Photo labels with boxes:
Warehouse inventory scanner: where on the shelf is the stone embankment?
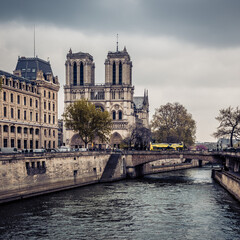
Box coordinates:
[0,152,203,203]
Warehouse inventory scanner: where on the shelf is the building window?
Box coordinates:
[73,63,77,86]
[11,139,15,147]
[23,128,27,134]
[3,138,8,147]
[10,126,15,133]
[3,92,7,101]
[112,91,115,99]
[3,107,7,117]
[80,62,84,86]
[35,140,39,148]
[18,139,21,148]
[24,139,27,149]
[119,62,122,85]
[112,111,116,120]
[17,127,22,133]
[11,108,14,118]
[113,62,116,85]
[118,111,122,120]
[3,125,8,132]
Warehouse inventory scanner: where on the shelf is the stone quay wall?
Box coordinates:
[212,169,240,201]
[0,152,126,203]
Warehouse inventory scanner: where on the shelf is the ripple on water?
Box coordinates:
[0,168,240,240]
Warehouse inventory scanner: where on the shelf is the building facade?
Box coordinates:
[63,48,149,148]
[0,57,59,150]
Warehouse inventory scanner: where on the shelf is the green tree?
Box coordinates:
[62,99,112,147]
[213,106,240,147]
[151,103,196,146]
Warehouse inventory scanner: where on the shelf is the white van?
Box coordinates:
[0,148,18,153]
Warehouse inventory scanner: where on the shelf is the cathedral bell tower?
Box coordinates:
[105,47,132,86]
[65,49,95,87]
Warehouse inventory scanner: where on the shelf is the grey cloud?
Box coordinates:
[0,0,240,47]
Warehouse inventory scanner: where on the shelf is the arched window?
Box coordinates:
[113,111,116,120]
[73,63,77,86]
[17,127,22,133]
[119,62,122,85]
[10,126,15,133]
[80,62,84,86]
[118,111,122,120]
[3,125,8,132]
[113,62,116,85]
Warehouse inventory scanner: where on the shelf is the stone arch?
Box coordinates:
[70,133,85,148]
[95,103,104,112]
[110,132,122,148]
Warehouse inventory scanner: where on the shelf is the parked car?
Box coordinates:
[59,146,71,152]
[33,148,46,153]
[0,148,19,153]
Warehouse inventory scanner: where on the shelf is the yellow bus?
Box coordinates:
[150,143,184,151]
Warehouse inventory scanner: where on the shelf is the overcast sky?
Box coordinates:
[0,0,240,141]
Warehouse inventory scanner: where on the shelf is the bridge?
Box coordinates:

Exercise: Copy the records above line for line, unchanged, leaving out the pictures.

Final answer:
Warehouse inventory scanner: where on the shelf is the stone embankment?
Box coordinates:
[0,152,203,203]
Warehouse inventory scanner: where on the shelf is the building window?
Box coordinates:
[73,63,77,86]
[11,139,15,147]
[23,128,27,134]
[3,138,8,147]
[10,126,15,133]
[3,92,7,101]
[112,91,115,99]
[3,107,7,117]
[80,62,84,86]
[35,140,39,148]
[18,139,21,148]
[24,139,27,149]
[119,62,122,85]
[112,111,116,120]
[17,127,22,133]
[11,108,14,118]
[113,62,116,85]
[118,111,122,120]
[3,125,8,132]
Warehouse inventory scanner: where on the shelf is the stone quay wall?
Box coordinates:
[212,169,240,201]
[0,152,126,203]
Warehouse inventory scanner: where on the shelf is the ripple on water?
Box coordinates:
[0,168,240,240]
Warehouse inventory scanner: where on the shelf is the building facade?
Box coordinates:
[63,48,149,148]
[0,57,59,150]
Warehouse inventory scanner: where on the shelf is the green tree?
Box coordinates:
[62,99,112,147]
[213,106,240,147]
[151,103,196,146]
Warehouse inventory scanner: where on the shelf is the white van?
Box coordinates:
[0,148,18,153]
Warehouse inventory scanner: where on the shelf is the cathedral bell tower?
Box coordinates:
[105,47,132,86]
[65,49,95,87]
Warehouse inventory scanner: where on the shelf is the grey cloud?
Box coordinates:
[0,0,240,47]
Warehouse inventory scanner: where on the shelf is the arched window?
Box coordinates:
[113,111,116,120]
[73,63,77,86]
[17,127,22,133]
[119,62,122,85]
[10,126,15,133]
[80,62,84,86]
[118,111,122,120]
[3,125,8,132]
[113,62,116,85]
Warehouse inventory scanner: where on the shelf is the stone arch?
Box coordinates:
[70,133,85,148]
[95,103,104,112]
[110,132,122,148]
Warehouse inventory scanner: where on the shelf is the parked car?
Box coordinates:
[59,146,71,152]
[33,148,46,153]
[0,148,19,153]
Warehouse inventory scanner: where on the shelf is the yellow bus?
Box coordinates:
[150,143,184,151]
Warehouse inventory scanner: where on the shelf is the overcast sky?
Box coordinates:
[0,0,240,141]
Warehouse inventory scanner: where on the shelf is the bridge?
Box coordinates:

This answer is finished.